╭─ PASSAGE EXTRAIT
CRITIQUE DE
THE BLACK DAHLIA/LE DAHLIA NOIR
Hollywood interdite
Serait-ce l’œuvre que le public et le réalisateur Brian De Palma attendaient depuis longtemps? La rédemption d’une carrière en dents de scie, avec plusieurs années de vaches maigres? Partiellement. Dire que De Palma (Scarface; Untouchables; Carrie) a enfin trouvé son Pygmalion serait très exagéré, mais il tire plutôt bien les ficelles d’un roman étoffé et lourd de James Ellroy. Le même Ellroy qui avait écrit L.A. interdite, réalisé par Curtis Hanson. La comparaison fera souffrir le film the Black dahlia.
L’auteur a imaginé une enquête à Hollywood autour d’un fait divers véridique, où une jeune actrice a trouvé la mort de façon abominable (je vous ferai grâce des détails). Le meurtrier ne fut jamais retracé. De ce point de départ sordide, Ellroy et Josh Friedman (« l’adaptateur ») ont échafaudé un complot beaucoup plus grand qui touche les hautes sphères, autant artistiques que financières, de la ville du cinéma. L’enquête est menée par deux pugilistes devenus policiers, Lee Blanchard et Bucky Bleichert (Eckhart et Hartnett) qui feront tout pour trouver les coupables et (dé)masquer la vérité. Cette histoire minera leur amitié et celle de la femme de Blanchard (Scarlett Johansson) qui se retrouvera prise entre deux feux.
╰─
╭─ ENTRÉES BRUTES
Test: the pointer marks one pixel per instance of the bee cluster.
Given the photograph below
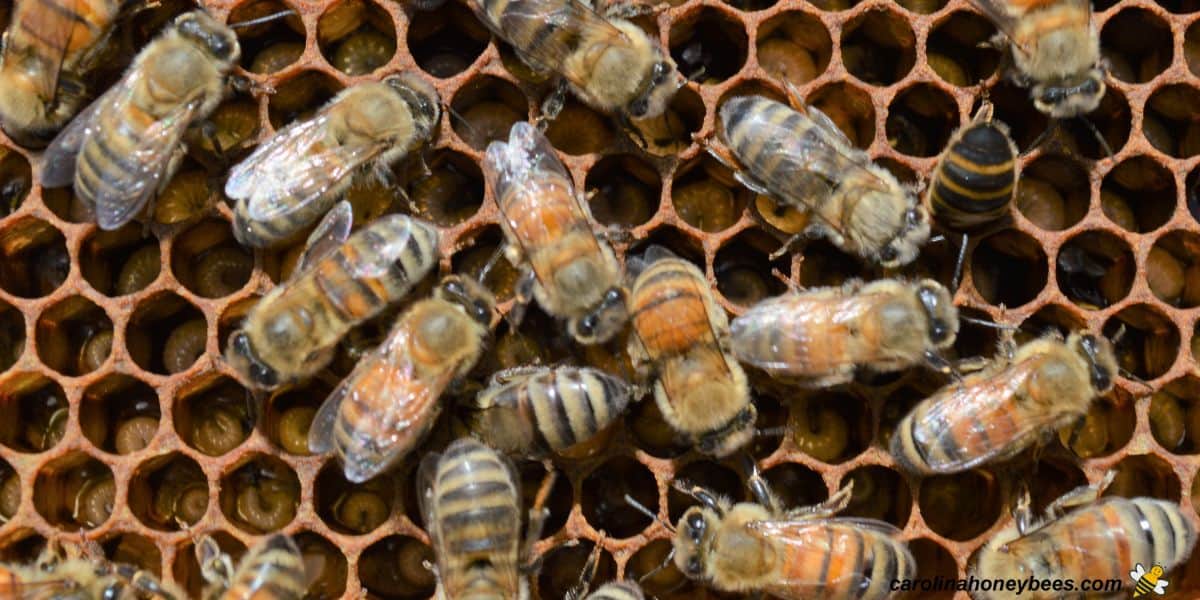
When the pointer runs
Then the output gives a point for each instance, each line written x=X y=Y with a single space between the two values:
x=173 y=403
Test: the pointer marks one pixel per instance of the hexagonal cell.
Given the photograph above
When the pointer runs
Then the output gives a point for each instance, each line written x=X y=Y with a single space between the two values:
x=75 y=492
x=271 y=46
x=119 y=414
x=954 y=49
x=445 y=41
x=793 y=47
x=1008 y=252
x=921 y=120
x=34 y=259
x=261 y=496
x=214 y=414
x=1095 y=269
x=879 y=47
x=169 y=492
x=1150 y=343
x=709 y=45
x=394 y=568
x=606 y=508
x=486 y=109
x=300 y=96
x=41 y=413
x=961 y=507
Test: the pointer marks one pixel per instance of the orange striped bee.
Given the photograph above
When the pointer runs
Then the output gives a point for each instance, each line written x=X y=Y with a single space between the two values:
x=995 y=414
x=569 y=270
x=682 y=337
x=390 y=400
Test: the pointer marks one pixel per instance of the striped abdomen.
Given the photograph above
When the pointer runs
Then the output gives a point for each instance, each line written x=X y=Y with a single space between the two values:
x=976 y=178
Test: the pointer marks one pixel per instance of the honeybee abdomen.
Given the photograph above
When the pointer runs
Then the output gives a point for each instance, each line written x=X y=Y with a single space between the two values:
x=975 y=179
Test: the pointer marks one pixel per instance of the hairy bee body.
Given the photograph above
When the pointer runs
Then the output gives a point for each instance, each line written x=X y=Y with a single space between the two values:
x=822 y=336
x=537 y=411
x=997 y=413
x=804 y=161
x=293 y=330
x=472 y=509
x=682 y=336
x=48 y=49
x=294 y=178
x=573 y=274
x=390 y=400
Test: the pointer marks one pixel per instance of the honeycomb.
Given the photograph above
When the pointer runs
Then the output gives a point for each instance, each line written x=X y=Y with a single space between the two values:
x=123 y=331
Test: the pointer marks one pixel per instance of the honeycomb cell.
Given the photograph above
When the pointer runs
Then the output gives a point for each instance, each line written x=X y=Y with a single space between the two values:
x=879 y=493
x=606 y=508
x=168 y=492
x=261 y=496
x=793 y=47
x=163 y=335
x=709 y=46
x=1054 y=192
x=963 y=505
x=879 y=47
x=623 y=191
x=954 y=51
x=119 y=414
x=394 y=568
x=34 y=259
x=1095 y=269
x=121 y=262
x=485 y=108
x=41 y=413
x=921 y=120
x=357 y=36
x=75 y=491
x=214 y=414
x=1008 y=252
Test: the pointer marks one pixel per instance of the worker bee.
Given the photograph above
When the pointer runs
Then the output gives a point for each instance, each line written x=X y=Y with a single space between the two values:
x=292 y=179
x=293 y=331
x=271 y=569
x=822 y=336
x=45 y=58
x=471 y=503
x=1056 y=52
x=682 y=337
x=390 y=400
x=802 y=160
x=999 y=412
x=124 y=148
x=569 y=270
x=1097 y=540
x=607 y=61
x=535 y=411
x=976 y=175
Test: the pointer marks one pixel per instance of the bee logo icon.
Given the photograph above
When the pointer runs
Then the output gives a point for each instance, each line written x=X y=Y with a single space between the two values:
x=1147 y=581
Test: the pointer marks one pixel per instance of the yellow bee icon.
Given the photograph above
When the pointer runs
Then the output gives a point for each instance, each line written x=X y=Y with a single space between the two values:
x=1147 y=582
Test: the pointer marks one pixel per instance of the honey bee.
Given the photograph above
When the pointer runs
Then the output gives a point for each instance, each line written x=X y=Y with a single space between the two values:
x=293 y=331
x=1099 y=539
x=682 y=337
x=45 y=58
x=390 y=400
x=569 y=270
x=273 y=569
x=1056 y=52
x=607 y=61
x=294 y=178
x=471 y=503
x=537 y=411
x=802 y=160
x=124 y=148
x=822 y=336
x=999 y=412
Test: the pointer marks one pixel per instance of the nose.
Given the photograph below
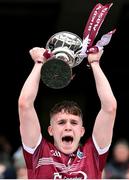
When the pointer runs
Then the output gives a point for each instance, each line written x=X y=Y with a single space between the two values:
x=68 y=127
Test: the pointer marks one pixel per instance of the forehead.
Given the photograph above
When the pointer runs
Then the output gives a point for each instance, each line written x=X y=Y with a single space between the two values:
x=67 y=116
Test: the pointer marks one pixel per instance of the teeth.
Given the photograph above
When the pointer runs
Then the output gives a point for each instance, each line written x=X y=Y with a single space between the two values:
x=67 y=138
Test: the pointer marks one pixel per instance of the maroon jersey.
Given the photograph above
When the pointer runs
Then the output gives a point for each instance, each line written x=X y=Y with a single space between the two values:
x=47 y=162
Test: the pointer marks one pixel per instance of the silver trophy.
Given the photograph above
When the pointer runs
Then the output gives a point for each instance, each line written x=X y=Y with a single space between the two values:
x=65 y=47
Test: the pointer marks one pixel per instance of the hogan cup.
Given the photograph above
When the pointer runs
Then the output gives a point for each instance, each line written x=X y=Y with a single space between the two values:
x=65 y=48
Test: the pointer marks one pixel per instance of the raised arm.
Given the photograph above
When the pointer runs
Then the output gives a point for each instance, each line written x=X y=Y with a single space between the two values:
x=104 y=123
x=29 y=122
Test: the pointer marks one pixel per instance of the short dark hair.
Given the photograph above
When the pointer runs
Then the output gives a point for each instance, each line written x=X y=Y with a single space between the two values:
x=70 y=107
╰─
* _VOTRE OBJECTIF_: Recopiez sans rien changer tout le passage de la critique qui va de « L’auteur a imaginé » jusqu'à « entre deux feux. ».

* _RÉPONSE COMPLÈTE_:
L’auteur a imaginé une enquête à Hollywood autour d’un fait divers véridique, où une jeune actrice a trouvé la mort de façon abominable (je vous ferai grâce des détails). Le meurtrier ne fut jamais retracé. De ce point de départ sordide, Ellroy et Josh Friedman (« l’adaptateur ») ont échafaudé un complot beaucoup plus grand qui touche les hautes sphères, autant artistiques que financières, de la ville du cinéma. L’enquête est menée par deux pugilistes devenus policiers, Lee Blanchard et Bucky Bleichert (Eckhart et Hartnett) qui feront tout pour trouver les coupables et (dé)masquer la vérité. Cette histoire minera leur amitié et celle de la femme de Blanchard (Scarlett Johansson) qui se retrouvera prise entre deux feux.